Task instructions: Filter the records for lines holding the string "shaped".

··········

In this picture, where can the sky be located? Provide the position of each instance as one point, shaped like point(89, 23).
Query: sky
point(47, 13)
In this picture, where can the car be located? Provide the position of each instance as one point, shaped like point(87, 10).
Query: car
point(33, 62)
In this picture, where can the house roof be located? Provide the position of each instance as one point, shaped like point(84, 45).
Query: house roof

··········

Completed exercise:
In this picture, where can the sky be located? Provide the position of each instance as one point, shaped like point(89, 23).
In this picture, where can the car be located? Provide the position of each instance as one point, shaped like point(87, 10).
In this picture, where can the house roof be located? Provide the position of each instance as one point, shaped like point(84, 45).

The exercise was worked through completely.